-- Problem to solve --
Report how many lines of the records below contain the string "shadowed", using a case-sensitive match. Give only the number.
- - -
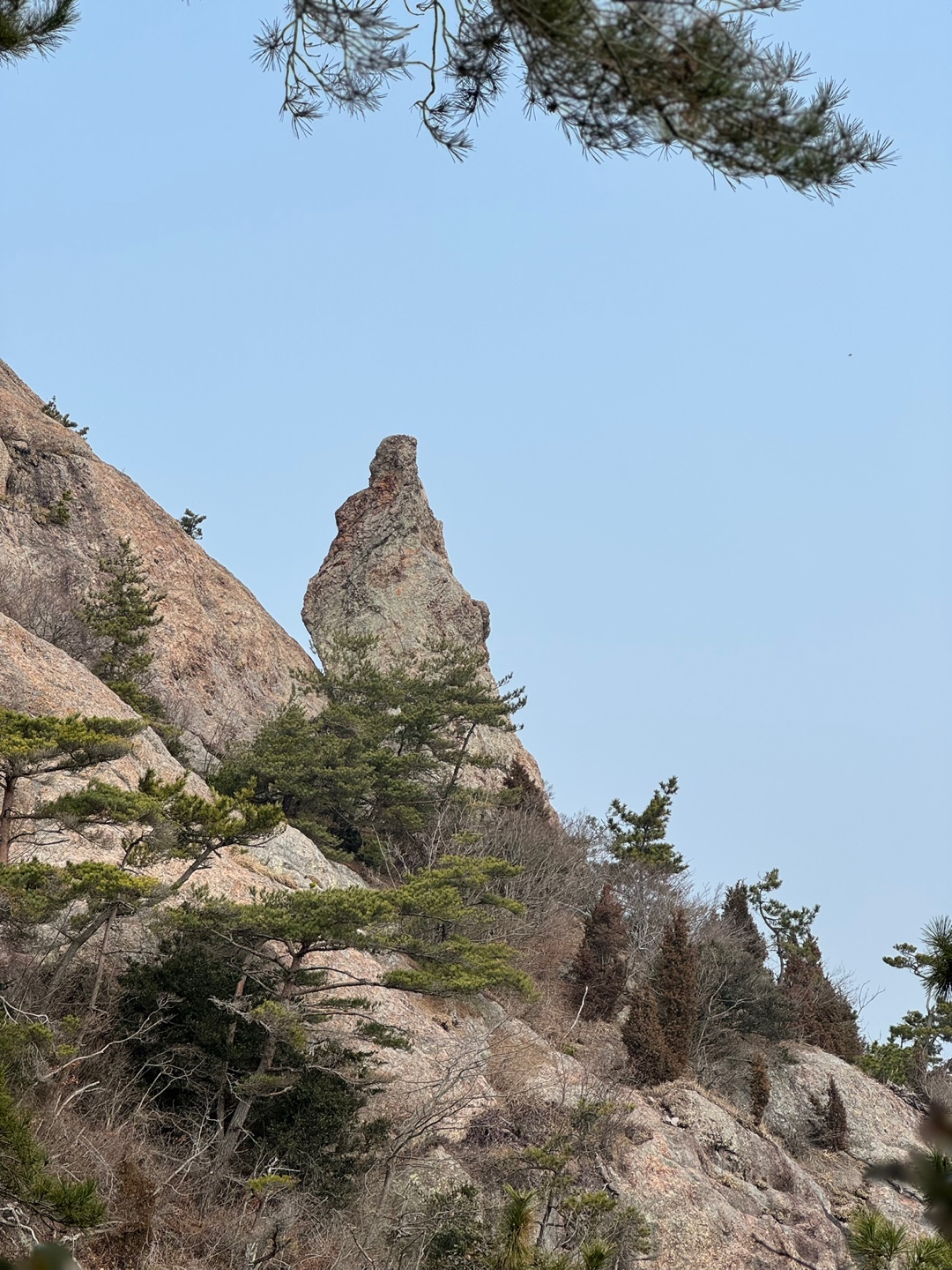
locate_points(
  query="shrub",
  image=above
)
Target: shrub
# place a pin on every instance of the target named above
(61, 511)
(600, 967)
(192, 524)
(26, 1177)
(675, 983)
(649, 1058)
(836, 1128)
(759, 1087)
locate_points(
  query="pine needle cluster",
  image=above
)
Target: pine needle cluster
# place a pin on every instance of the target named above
(617, 78)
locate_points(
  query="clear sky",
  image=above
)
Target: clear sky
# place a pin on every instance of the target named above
(692, 446)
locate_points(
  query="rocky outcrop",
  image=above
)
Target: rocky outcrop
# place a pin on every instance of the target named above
(221, 661)
(38, 678)
(387, 576)
(718, 1192)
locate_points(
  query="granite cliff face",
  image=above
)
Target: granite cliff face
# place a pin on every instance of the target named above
(222, 664)
(720, 1192)
(387, 574)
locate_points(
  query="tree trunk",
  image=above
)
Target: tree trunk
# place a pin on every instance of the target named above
(239, 1117)
(6, 818)
(100, 963)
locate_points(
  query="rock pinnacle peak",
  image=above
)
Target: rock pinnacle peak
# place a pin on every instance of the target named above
(387, 574)
(395, 459)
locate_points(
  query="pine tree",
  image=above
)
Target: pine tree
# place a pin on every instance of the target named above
(617, 79)
(40, 744)
(122, 612)
(822, 1016)
(432, 921)
(600, 967)
(759, 1086)
(26, 1179)
(649, 1057)
(383, 758)
(34, 26)
(675, 982)
(640, 836)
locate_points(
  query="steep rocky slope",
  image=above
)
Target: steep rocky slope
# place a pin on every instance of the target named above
(718, 1192)
(221, 661)
(38, 678)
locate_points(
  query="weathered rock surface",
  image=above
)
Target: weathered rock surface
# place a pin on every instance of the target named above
(387, 574)
(718, 1192)
(221, 661)
(38, 678)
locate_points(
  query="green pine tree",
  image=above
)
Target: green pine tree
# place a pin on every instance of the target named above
(122, 612)
(435, 920)
(640, 836)
(34, 26)
(383, 756)
(36, 746)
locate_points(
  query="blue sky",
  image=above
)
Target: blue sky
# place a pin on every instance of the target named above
(692, 446)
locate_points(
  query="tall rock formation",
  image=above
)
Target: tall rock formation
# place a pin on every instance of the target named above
(221, 666)
(387, 574)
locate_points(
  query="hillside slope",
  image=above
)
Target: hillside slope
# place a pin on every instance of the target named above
(221, 661)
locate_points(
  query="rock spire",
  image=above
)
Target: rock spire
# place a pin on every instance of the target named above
(387, 574)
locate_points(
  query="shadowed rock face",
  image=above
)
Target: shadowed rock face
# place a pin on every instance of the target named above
(222, 664)
(387, 574)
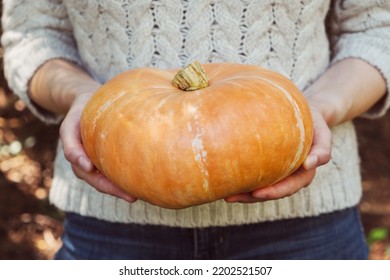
- - -
-- Solution to this problem --
2